Provided passage:
A week ago, Italian Prime Minister Giuseppe Conte publicly shed tears, not­ing: “We have lost control, can’t under­stand what more we can do, all solutions are exhausted on the ground. Our only hope remains up in the sky – God rescue your people.”

Even the people some thought are in charge are, in fact, not in charge. The so-called commanders in chief are in tears, looking up the sky for help. These are no ordinary times. Spain has the fourth-highest number of confirmed Cov­id-19 cases after the US, Italy and China. For me, it is how we mirror their experi­ence that is frightening.

The UK’s Guardian reports how a de­cision to close “universities and schools earlier that week, provok[ed] a holiday at­mosphere in which bars and parks were full and many families left for their beach homes”. In South Africa, our schools and universities closed ahead of the lock­down.

Listing:
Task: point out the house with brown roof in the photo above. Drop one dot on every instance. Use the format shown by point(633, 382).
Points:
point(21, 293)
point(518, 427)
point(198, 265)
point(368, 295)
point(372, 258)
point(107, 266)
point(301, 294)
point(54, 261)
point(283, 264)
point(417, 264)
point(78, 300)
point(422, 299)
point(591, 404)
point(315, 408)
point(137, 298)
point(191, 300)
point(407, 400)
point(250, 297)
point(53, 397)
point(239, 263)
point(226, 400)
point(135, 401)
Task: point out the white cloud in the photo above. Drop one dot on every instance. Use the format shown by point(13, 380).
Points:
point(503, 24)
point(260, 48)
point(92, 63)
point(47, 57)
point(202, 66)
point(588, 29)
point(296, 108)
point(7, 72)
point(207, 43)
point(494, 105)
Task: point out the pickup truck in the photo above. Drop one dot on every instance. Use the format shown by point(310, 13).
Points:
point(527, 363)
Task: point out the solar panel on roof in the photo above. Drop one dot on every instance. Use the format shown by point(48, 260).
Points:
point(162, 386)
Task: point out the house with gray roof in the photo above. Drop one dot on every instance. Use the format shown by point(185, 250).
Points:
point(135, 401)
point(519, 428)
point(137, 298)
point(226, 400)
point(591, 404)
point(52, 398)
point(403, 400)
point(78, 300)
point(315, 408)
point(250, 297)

Written tasks:
(1) In the lockdown passage, which country is said to have the fourth-highest number of confirmed Covid-19 cases?
(2) Write out everything in the lockdown passage from "The UK’s Guardian" down to "of the lock­down.", swapping in "holiday houses" for "beach homes".
The records were gathered from a separate source.

Answers provided:
(1) Spain.

(2)
The UK’s Guardian reports how a de­cision to close “universities and schools earlier that week, provok[ed] a holiday at­mosphere in which bars and parks were full and many families left for their holiday houses”. In South Africa, our schools and universities closed ahead of the lock­down.